◆ What you need to do
Switch "blue jeans" to "gray trousers" in everything from the start of the rows below down to the line containing "left=311, top=248, right=339, bottom=271", keeping both ends and changing nothing else. Leave the pictures out of your answer.

## START Records supplied

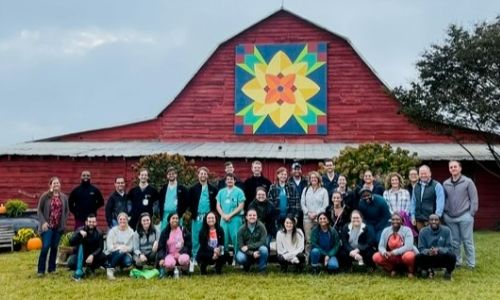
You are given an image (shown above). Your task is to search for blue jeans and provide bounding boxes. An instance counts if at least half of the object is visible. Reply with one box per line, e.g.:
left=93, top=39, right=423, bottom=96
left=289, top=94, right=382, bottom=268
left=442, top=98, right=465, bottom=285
left=38, top=229, right=61, bottom=274
left=236, top=245, right=269, bottom=271
left=443, top=212, right=476, bottom=268
left=311, top=248, right=339, bottom=271
left=108, top=251, right=133, bottom=268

## END Records supplied

◆ Final result
You are given an image (shown above). Your task is to search for gray trousers and provide bounding boxes. An instance counts if at least half of the object is visible. Reply with one box per line, e.g.:
left=93, top=39, right=423, bottom=96
left=289, top=94, right=382, bottom=268
left=442, top=98, right=465, bottom=285
left=38, top=229, right=61, bottom=274
left=236, top=245, right=269, bottom=271
left=443, top=212, right=476, bottom=268
left=311, top=248, right=339, bottom=271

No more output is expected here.